### REQUIREMENTS
Return the data lines unchanged, starting at the line that contains "9. In the image shown above, what region does the beach" and ending after the line that contains "[0,423,1196,489]", with both of those lines included.
╔══
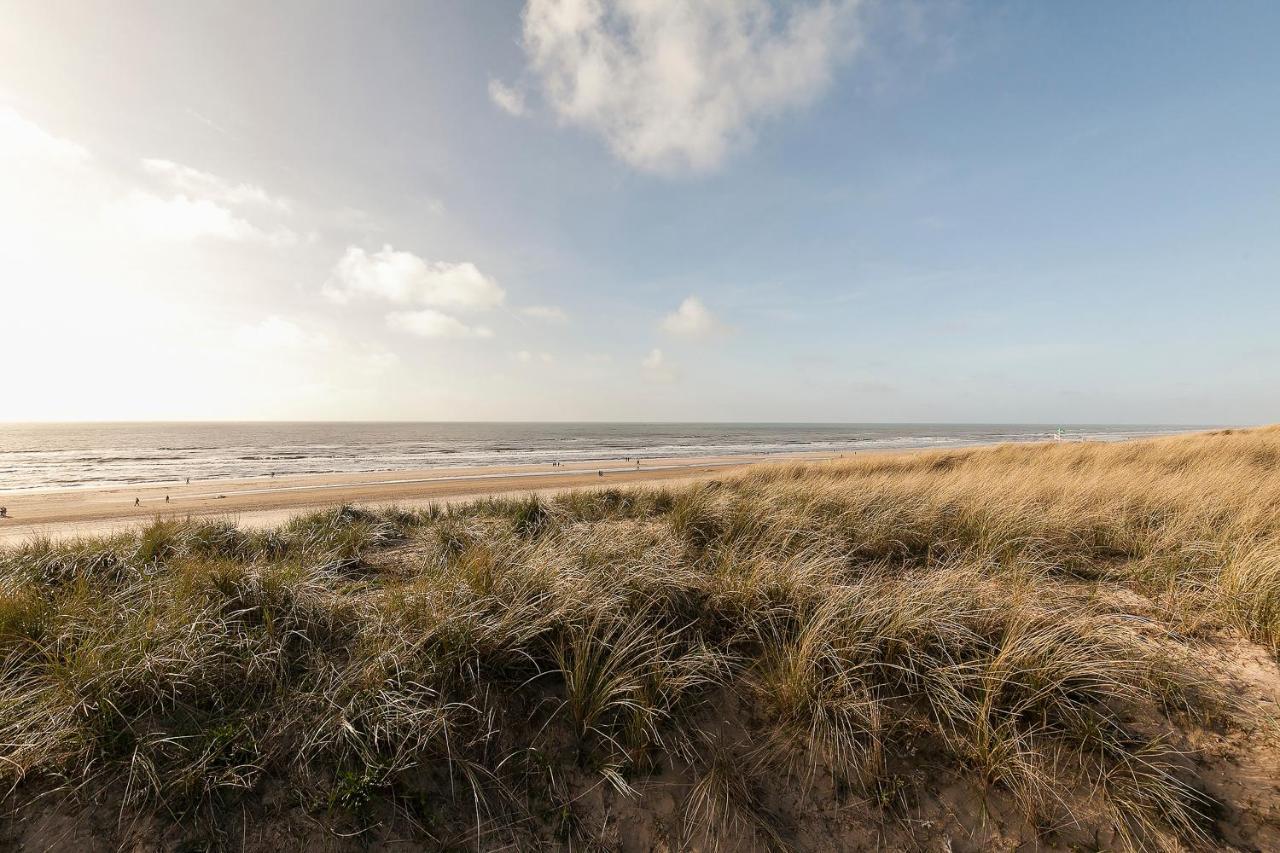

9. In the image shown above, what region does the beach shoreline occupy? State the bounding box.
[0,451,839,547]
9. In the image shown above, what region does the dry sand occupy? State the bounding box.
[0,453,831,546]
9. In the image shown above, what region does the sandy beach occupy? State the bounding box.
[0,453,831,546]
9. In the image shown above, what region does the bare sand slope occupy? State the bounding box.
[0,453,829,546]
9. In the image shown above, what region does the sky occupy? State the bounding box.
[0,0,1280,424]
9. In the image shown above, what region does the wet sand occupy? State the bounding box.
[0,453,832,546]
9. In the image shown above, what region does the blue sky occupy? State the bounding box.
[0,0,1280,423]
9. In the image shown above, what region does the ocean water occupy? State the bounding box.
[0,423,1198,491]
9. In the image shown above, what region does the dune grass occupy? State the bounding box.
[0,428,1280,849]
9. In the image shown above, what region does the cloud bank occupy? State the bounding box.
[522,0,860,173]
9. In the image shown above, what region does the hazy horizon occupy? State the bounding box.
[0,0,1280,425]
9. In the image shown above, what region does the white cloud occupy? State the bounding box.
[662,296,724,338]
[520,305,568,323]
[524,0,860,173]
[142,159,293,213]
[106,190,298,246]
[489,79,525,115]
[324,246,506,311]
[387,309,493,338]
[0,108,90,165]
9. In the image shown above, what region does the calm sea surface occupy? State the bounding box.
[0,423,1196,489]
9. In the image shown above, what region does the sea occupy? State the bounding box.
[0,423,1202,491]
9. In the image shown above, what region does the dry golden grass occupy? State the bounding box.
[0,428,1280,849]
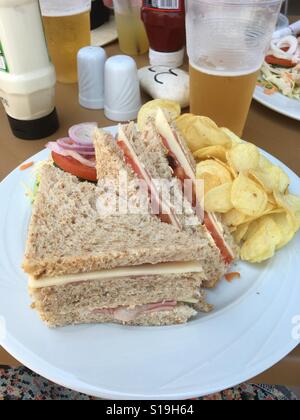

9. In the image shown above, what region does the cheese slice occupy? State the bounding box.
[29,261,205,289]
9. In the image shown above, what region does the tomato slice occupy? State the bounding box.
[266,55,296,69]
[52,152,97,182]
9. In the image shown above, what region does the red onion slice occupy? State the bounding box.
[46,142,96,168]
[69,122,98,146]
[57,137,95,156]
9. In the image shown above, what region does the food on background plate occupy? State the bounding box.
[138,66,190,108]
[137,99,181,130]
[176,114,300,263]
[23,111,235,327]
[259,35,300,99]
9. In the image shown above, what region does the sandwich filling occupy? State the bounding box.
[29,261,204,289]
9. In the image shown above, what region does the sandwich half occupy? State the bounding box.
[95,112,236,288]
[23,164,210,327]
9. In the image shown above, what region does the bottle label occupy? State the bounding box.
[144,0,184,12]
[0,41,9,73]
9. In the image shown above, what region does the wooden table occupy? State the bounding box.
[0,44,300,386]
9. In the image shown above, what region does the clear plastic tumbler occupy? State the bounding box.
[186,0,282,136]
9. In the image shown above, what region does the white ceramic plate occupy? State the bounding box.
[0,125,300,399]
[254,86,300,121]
╚══
╔══
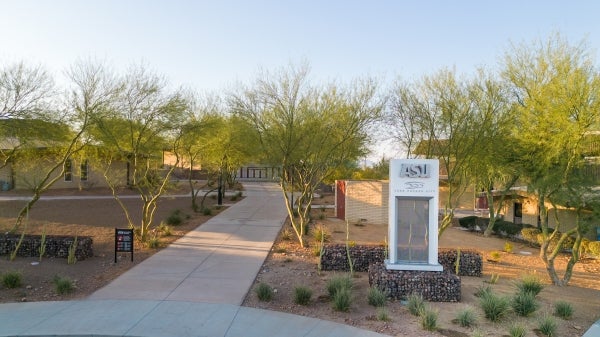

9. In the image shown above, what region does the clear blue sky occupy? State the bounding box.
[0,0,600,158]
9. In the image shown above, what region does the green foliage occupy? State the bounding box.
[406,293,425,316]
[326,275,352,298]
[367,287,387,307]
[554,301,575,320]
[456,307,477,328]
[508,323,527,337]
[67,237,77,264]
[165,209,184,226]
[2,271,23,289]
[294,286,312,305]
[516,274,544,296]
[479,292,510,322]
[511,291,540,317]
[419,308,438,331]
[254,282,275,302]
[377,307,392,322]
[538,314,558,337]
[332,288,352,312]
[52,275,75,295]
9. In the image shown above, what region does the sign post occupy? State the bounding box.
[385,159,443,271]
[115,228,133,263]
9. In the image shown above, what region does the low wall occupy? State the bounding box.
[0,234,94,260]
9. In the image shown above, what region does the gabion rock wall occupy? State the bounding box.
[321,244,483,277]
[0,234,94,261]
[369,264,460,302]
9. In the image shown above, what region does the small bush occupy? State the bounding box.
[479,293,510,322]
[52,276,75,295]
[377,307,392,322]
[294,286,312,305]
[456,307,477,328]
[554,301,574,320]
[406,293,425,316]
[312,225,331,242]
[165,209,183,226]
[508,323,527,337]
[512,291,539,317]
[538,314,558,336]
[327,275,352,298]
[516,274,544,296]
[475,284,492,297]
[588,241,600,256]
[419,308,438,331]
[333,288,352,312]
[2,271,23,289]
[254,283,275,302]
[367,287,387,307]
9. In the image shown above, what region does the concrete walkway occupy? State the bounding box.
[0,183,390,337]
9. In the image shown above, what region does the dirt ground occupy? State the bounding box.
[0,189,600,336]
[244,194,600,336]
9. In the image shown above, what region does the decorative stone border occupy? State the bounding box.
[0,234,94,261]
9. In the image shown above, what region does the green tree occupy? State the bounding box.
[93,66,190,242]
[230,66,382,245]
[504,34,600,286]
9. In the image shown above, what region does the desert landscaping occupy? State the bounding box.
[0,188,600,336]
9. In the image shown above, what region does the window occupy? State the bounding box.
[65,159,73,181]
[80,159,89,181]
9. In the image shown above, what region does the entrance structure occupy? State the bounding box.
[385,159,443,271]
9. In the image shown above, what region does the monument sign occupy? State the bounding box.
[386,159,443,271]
╚══
### EXERCISE RESPONSE
9. In the image shown above, what region does the beach shoreline occupy? State the bounding box.
[0,451,839,547]
9. In the image shown above, what region does the dry sand occupy? State the bounding box.
[0,453,831,546]
9. In the image shown above, what region does the sandy beach occupy? State the bounding box.
[0,453,831,546]
9. In the image shown above, what region does the bare sand slope occupy? State the bounding box.
[0,453,829,546]
9. In the image shown above, what region does the sky occupy? State the bounding box.
[0,0,1280,424]
9. In the image shown above, what region does the wet sand occupy? State the bounding box.
[0,453,832,546]
9. In the image shown above, what region does the blue sky occupy? State the bounding box.
[0,0,1280,423]
9. In the image shown above, what region does the ocean water occupy? State the bounding box.
[0,423,1198,491]
9. In the image shown above, what region does the dune grass occupy? State the bounding box.
[0,428,1280,849]
9. In the image shown above, what region does the cloud bank occupy? State the bounding box.
[522,0,860,173]
9. In the image shown above, what region does the hazy horizon occupy? State the bounding box.
[0,0,1280,425]
9. In the image shown above, what region does the white cloud occupy? State the bounding box.
[662,296,724,338]
[520,305,568,323]
[524,0,860,173]
[142,159,293,213]
[106,190,298,246]
[489,79,525,115]
[324,246,506,311]
[387,309,493,338]
[0,108,90,165]
9. In the image shown above, what region does the calm sea surface occupy? State the bounding box.
[0,423,1196,489]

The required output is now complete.